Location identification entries
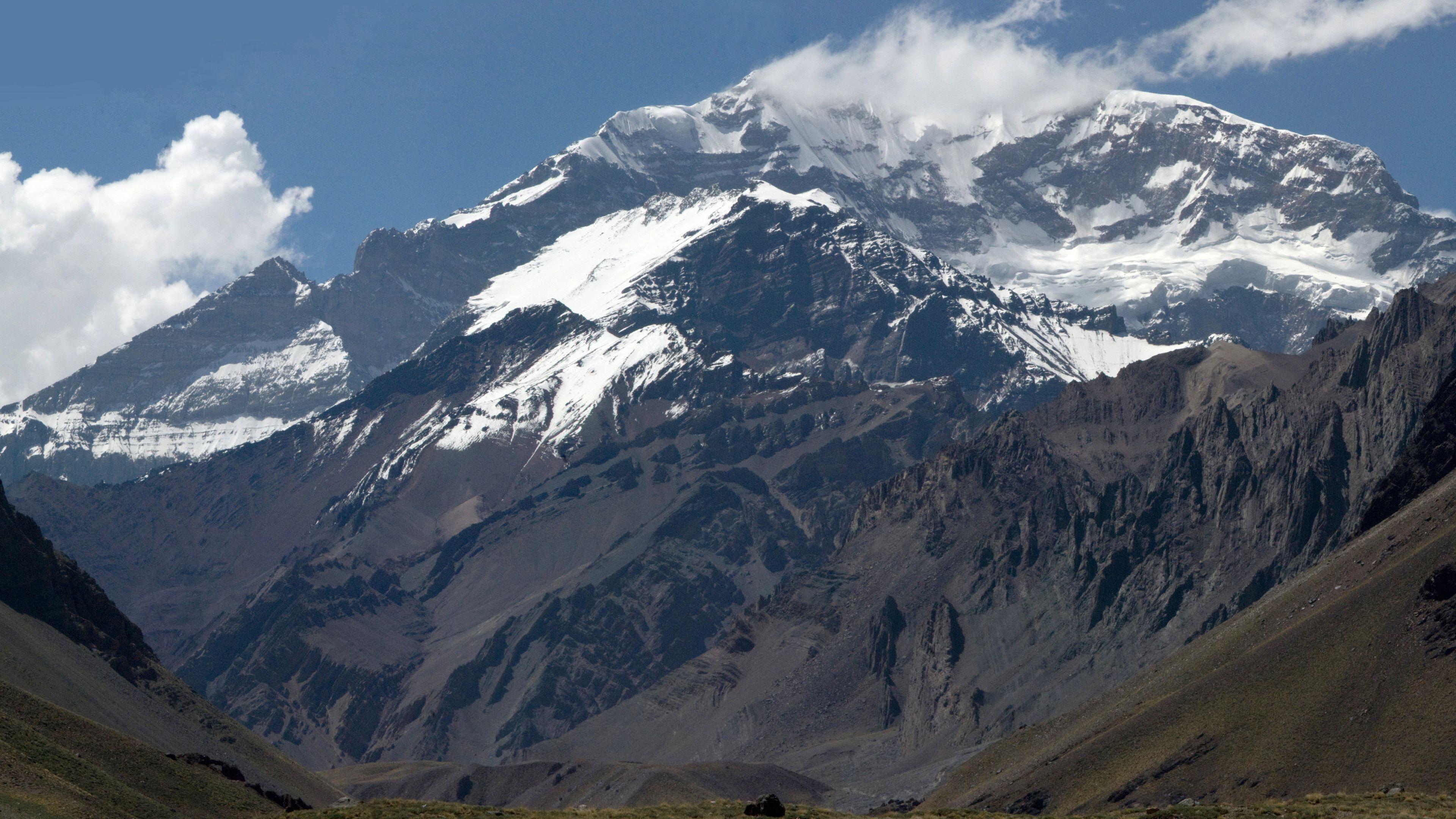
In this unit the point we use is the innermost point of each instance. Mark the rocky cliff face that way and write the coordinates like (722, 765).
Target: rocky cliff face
(1154, 205)
(579, 484)
(1186, 219)
(1052, 556)
(631, 460)
(67, 652)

● STATED TASK
Please copy out the lines above word for word, leaving out the pictures.

● FULL RESPONSE
In this unit the point we use is the innermost point of each instance. Mark the rocky cliff face that way and write the coordinates like (722, 765).
Target: rocky cliff face
(1154, 205)
(579, 484)
(1186, 219)
(1052, 556)
(631, 460)
(67, 652)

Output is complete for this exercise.